* **Exercise prompt**: Write out every entry exactly as it stands.

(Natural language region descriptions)
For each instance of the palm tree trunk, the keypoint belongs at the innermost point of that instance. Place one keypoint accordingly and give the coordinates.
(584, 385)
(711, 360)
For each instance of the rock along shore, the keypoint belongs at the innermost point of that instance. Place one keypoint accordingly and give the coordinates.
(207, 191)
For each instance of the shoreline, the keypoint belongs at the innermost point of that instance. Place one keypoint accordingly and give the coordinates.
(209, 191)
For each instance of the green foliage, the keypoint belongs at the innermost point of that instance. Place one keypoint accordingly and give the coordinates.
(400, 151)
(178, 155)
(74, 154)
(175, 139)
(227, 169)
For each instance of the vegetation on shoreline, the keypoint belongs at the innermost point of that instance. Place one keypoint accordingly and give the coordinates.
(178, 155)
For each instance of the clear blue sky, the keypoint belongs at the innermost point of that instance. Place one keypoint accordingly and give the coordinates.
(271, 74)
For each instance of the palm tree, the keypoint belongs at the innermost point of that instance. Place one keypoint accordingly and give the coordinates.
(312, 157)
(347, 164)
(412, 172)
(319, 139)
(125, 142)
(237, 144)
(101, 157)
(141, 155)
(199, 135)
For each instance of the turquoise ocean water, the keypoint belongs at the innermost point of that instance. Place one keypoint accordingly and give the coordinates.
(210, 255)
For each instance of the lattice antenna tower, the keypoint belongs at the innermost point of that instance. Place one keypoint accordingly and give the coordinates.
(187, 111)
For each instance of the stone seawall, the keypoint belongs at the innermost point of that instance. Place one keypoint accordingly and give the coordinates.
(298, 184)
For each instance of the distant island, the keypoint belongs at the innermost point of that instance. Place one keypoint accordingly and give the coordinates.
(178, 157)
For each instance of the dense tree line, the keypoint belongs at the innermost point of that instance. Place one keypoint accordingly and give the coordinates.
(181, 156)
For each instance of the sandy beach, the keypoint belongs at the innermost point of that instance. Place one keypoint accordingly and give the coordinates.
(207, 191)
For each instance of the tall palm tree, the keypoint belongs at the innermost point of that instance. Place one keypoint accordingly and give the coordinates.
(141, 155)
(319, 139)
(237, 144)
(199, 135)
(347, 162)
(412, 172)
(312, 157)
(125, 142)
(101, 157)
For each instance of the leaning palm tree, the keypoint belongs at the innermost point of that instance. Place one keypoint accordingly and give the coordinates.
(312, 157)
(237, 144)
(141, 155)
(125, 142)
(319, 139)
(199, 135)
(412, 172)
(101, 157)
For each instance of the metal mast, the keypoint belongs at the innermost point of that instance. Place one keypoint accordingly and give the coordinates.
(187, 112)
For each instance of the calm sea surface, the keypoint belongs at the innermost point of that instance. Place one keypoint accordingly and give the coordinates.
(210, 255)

* **Finished task**:
For each instance of the palm tree trunk, the keypoint belongs at the innermost point of that instance. Place one keypoint accordingly and give the coordinates.
(584, 385)
(711, 360)
For each instance of the rock along shore, the keypoint belongs at the innermost point of that instance. Place one keypoint accordingly and give the coordinates.
(207, 191)
For each instance of the shoreline, the keypoint belongs at the innermost point of that instance. Place one keypoint accordingly and give the coordinates.
(209, 191)
For each instance of the green foliage, the keypoint belongs at the innermost point of that instance. Place one keypoint accordingly and give the coordinates.
(400, 151)
(178, 155)
(74, 154)
(175, 139)
(227, 169)
For each instance of the vegetation on shoreline, the keypoint belongs at the innermost point of that instance. Place one keypoint accordingly and give the coordinates.
(178, 155)
For each instance of the clear blue sky, the keypoint belongs at the innermost point of that instance. Place one keypoint accordingly and give the coordinates.
(271, 74)
For each instance of the palm tree, the keypoint belongs at the innermost point of that instance. Place one keypoint accordingly and give the coordinates.
(312, 157)
(347, 164)
(412, 172)
(319, 139)
(125, 142)
(237, 144)
(101, 157)
(141, 155)
(199, 135)
For each instance of the turquoise ocean water, the keypoint belongs at the innermost point of that instance. Place one keypoint accordingly and give the coordinates.
(210, 255)
For each instance of the lattice antenna tower, the keypoint belongs at the innermost point of that instance. Place one keypoint accordingly and give the coordinates.
(187, 111)
For each instance of the stone seawall, the keypoint belongs at the innermost point of that instance. Place one keypoint accordingly and give the coordinates.
(298, 184)
For each instance of the distant island, the keypoint belongs at the innermost point of that instance. Place one keypoint accordingly and give the coordinates.
(178, 157)
For each instance of the dense tree line, the keypoint belongs at the innermost point of that instance. Place one keypoint accordingly and give the coordinates.
(181, 156)
For each instance of the sandy beach, the keypoint belongs at the innermost point of that instance. Place one keypoint accordingly and give the coordinates.
(207, 191)
For each instance of the tall palm tree, the keypoint belongs at the innermost point of that instance. Place one keypoint accordingly and give the coordinates.
(141, 155)
(319, 139)
(237, 144)
(199, 135)
(347, 162)
(412, 172)
(312, 157)
(125, 142)
(101, 157)
For each instance of the leaning palm tree, the keypoint belongs at the innermost point of that instance. Place one keypoint accordingly and give the coordinates.
(312, 157)
(237, 144)
(141, 155)
(125, 142)
(319, 139)
(199, 135)
(412, 172)
(101, 157)
For each instance of the metal mast, the keypoint belongs at the innermost point of that instance. Place one keypoint accordingly and give the coordinates.
(187, 112)
For each instance of the calm sea surface, the keypoint belongs at the innermost point of that instance. Place one keypoint accordingly and give the coordinates.
(210, 255)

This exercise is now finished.